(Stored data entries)
★ ★ ★ ★ ★ ★ ★
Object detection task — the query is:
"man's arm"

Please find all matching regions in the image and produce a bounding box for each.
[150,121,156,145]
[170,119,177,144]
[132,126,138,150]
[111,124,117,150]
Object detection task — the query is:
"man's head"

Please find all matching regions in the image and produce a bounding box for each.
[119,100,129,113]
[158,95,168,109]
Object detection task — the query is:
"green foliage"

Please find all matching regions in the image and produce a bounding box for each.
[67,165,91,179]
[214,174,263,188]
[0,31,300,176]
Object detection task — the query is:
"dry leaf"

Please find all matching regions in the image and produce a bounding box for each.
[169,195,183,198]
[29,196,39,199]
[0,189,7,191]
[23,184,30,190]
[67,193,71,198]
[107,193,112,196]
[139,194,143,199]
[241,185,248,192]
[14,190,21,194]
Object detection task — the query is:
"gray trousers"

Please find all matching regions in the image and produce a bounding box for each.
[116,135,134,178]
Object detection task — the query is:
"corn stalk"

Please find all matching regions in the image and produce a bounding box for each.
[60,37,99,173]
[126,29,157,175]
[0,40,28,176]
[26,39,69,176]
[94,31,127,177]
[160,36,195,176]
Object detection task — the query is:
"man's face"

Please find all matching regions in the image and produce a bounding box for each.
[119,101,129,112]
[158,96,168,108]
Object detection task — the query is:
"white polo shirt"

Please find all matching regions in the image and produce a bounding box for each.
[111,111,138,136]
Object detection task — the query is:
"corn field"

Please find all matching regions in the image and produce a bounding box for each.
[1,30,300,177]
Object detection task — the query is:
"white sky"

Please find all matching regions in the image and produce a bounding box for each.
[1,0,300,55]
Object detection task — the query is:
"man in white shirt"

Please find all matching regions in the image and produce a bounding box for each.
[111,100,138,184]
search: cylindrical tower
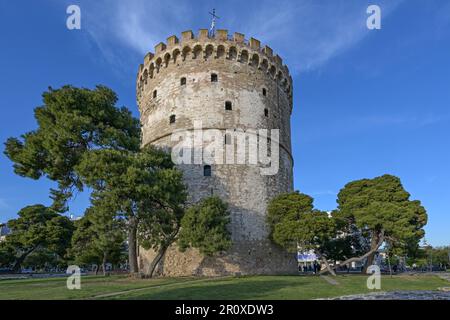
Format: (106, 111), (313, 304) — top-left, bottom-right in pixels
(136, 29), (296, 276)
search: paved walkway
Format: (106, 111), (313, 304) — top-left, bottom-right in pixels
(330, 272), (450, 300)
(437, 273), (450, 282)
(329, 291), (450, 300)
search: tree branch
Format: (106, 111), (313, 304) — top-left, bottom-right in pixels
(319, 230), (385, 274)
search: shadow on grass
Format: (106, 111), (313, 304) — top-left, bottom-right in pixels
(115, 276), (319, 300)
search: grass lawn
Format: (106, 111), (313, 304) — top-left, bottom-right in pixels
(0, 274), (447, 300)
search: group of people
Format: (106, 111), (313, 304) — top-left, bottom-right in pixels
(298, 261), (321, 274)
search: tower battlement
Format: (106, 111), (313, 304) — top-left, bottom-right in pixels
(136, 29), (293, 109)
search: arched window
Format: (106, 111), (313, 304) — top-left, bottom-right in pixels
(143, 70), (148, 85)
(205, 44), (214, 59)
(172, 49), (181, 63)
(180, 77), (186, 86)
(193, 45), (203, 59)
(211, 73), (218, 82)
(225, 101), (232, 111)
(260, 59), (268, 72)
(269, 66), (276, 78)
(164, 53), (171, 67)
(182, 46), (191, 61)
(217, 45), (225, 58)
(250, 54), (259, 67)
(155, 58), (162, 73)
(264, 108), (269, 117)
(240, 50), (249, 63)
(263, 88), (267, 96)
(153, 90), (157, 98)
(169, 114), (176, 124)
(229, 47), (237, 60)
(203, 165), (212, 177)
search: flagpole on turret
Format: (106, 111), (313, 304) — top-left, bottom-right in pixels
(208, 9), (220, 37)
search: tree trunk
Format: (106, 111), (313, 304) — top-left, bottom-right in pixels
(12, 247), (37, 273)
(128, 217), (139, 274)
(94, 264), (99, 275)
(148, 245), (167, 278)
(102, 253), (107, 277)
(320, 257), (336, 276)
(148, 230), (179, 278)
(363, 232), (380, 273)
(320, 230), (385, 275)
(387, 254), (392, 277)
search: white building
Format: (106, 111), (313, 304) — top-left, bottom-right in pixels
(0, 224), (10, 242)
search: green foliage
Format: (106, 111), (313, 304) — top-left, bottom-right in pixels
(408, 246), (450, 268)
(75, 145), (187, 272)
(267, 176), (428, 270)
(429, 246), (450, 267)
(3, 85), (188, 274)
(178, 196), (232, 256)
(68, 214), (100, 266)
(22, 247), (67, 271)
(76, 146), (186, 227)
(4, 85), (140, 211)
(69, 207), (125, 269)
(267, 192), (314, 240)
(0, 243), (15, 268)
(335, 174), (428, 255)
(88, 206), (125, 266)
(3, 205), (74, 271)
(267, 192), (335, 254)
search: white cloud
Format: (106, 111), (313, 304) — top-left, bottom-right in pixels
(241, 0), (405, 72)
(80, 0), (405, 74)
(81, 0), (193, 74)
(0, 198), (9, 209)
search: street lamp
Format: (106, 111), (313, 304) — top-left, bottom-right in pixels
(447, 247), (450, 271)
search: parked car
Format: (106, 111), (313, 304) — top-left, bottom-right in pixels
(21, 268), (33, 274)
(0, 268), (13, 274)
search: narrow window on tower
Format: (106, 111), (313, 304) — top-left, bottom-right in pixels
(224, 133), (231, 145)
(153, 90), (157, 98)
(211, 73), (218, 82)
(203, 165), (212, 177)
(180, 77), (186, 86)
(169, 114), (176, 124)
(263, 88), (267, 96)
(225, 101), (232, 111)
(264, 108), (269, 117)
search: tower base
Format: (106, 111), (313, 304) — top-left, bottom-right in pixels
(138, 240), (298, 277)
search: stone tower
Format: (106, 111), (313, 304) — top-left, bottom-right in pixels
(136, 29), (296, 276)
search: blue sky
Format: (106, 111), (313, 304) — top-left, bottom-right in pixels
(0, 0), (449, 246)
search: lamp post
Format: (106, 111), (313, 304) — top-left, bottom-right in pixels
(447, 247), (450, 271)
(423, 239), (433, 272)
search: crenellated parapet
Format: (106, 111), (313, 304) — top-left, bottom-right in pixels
★ ★ ★ ★ ★ ★ ★
Please print an exact copy of the records, with no pictures.

Object detection task — the query is:
"man's arm"

Please find all matching regions in the image and produce a bounding box for each.
[150,121,156,145]
[170,119,177,144]
[132,126,138,150]
[111,124,117,150]
Object detection task — the query is:
"man's head"

Please find all matching regions in the image and produce a bounding box for each.
[119,100,129,113]
[158,95,168,109]
Object detection task — the query is:
"green foliage"

Please find all matching regions in the image and produce a bounding box for each.
[67,165,91,179]
[214,174,263,188]
[0,31,300,176]
Object detection task — the query is:
"dry leaf"

Please find all matching regions in the image and produce a bounding box for each.
[169,195,183,198]
[29,196,39,199]
[0,189,7,191]
[23,184,30,190]
[67,193,71,198]
[107,193,112,196]
[139,194,143,199]
[241,185,248,192]
[14,190,21,194]
Object detection task — the query is:
"gray trousers"

Please find all matching regions in the image and produce a bounding box for each.
[116,135,134,178]
Object detection task — the query is:
"corn stalk"

Please find all matching regions in the image and produce a bounding box for each.
[60,37,99,173]
[126,29,157,175]
[0,40,28,176]
[26,39,69,176]
[94,31,127,177]
[160,36,195,176]
Object detection task — the query is:
"man's face"

Please find all matching regions in the image and produce a bounding box for each.
[119,101,129,112]
[158,96,168,108]
Object detection task — the query is:
"white polo shirt"

Please find all matching regions in the image and produce a bounding box for each.
[111,111,138,136]
Object detection task — the query is:
"corn field"

Please find all matching regions in the image and produce a bounding box for each.
[1,30,300,177]
Object detection task — the query is:
"white sky"

Please find all matching regions in the image and produce a bounding box for each.
[1,0,300,55]
Object detection task — the query is:
"man in white shirt"

Please find all matching regions in the image and produce a bounding box for each.
[111,100,138,184]
search: cylindrical tower
Format: (106, 111), (313, 304) — top-left, bottom-right in pixels
(136, 29), (296, 276)
search: paved walkway
Format: (106, 111), (313, 304) — top-left, bottom-right in pixels
(330, 272), (450, 300)
(437, 273), (450, 282)
(329, 291), (450, 300)
search: tree branch
Format: (106, 111), (313, 304) — top-left, bottom-right in pixels
(319, 230), (385, 274)
search: shadow on grass
Format: (106, 111), (313, 304) — top-left, bottom-right in pixels
(115, 276), (319, 300)
search: grass lawn
Format: (106, 111), (313, 304) — top-left, bottom-right in pixels
(0, 274), (447, 300)
search: group of people
Format: (106, 111), (313, 304) — top-left, bottom-right in pixels
(298, 261), (321, 274)
search: tower battlement
Format: (106, 111), (313, 304) — top-left, bottom-right in pixels
(136, 29), (293, 109)
search: arched window
Format: (106, 111), (313, 304) — top-left, bottom-right in pixels
(143, 70), (148, 85)
(205, 44), (214, 59)
(172, 49), (181, 63)
(180, 77), (186, 86)
(193, 45), (203, 59)
(211, 73), (218, 82)
(225, 101), (232, 111)
(260, 59), (268, 72)
(269, 66), (276, 78)
(164, 53), (171, 67)
(182, 46), (191, 61)
(217, 45), (225, 58)
(250, 54), (259, 67)
(155, 58), (162, 73)
(264, 108), (269, 117)
(240, 50), (249, 63)
(263, 88), (267, 96)
(153, 90), (157, 98)
(169, 114), (176, 124)
(229, 47), (237, 60)
(203, 165), (212, 177)
search: flagpole on turret
Format: (106, 111), (313, 304) — top-left, bottom-right in pixels
(208, 9), (220, 37)
search: tree trunk
Format: (106, 111), (313, 304) — top-left, bottom-right in pixels
(12, 247), (37, 273)
(128, 217), (139, 274)
(94, 264), (99, 275)
(148, 245), (167, 278)
(102, 253), (107, 277)
(320, 257), (336, 276)
(148, 230), (179, 278)
(363, 232), (380, 273)
(320, 230), (385, 275)
(387, 254), (392, 277)
search: white building
Format: (106, 111), (313, 304) — top-left, bottom-right in pixels
(0, 224), (10, 242)
search: green foliage
Format: (106, 111), (313, 304) — top-left, bottom-right in pixels
(408, 246), (450, 268)
(75, 145), (187, 272)
(267, 176), (428, 270)
(429, 246), (450, 267)
(3, 85), (188, 274)
(178, 196), (232, 256)
(68, 214), (100, 266)
(22, 247), (67, 271)
(76, 146), (186, 227)
(4, 85), (140, 211)
(69, 207), (125, 269)
(267, 192), (314, 240)
(0, 243), (15, 268)
(335, 174), (428, 255)
(88, 206), (125, 266)
(3, 205), (74, 271)
(267, 192), (335, 254)
search: white cloud
Format: (106, 111), (313, 304) — top-left, bottom-right in pixels
(241, 0), (405, 72)
(80, 0), (405, 74)
(81, 0), (193, 74)
(0, 198), (9, 209)
search: street lamp
Format: (106, 111), (313, 304) — top-left, bottom-right in pixels
(447, 247), (450, 271)
search: parked car
Format: (106, 111), (313, 304) — top-left, bottom-right in pixels
(21, 268), (33, 274)
(0, 268), (13, 274)
search: narrow window on tower
Format: (106, 111), (313, 304) — top-left, bottom-right in pixels
(224, 133), (231, 145)
(153, 90), (157, 98)
(211, 73), (218, 82)
(203, 165), (212, 177)
(180, 77), (186, 86)
(169, 114), (176, 124)
(263, 88), (267, 96)
(225, 101), (232, 111)
(264, 108), (269, 117)
search: tower base
Format: (106, 111), (313, 304) — top-left, bottom-right in pixels
(138, 240), (298, 277)
search: stone tower
Format: (106, 111), (313, 304) — top-left, bottom-right in pixels
(136, 29), (296, 276)
search: blue sky
Format: (106, 111), (313, 304) — top-left, bottom-right in pixels
(0, 0), (449, 246)
search: lamp post
Format: (106, 111), (313, 304) — top-left, bottom-right in pixels
(447, 247), (450, 271)
(423, 239), (433, 272)
search: crenellated parapet
Format: (106, 111), (313, 304) — top-left, bottom-right in pixels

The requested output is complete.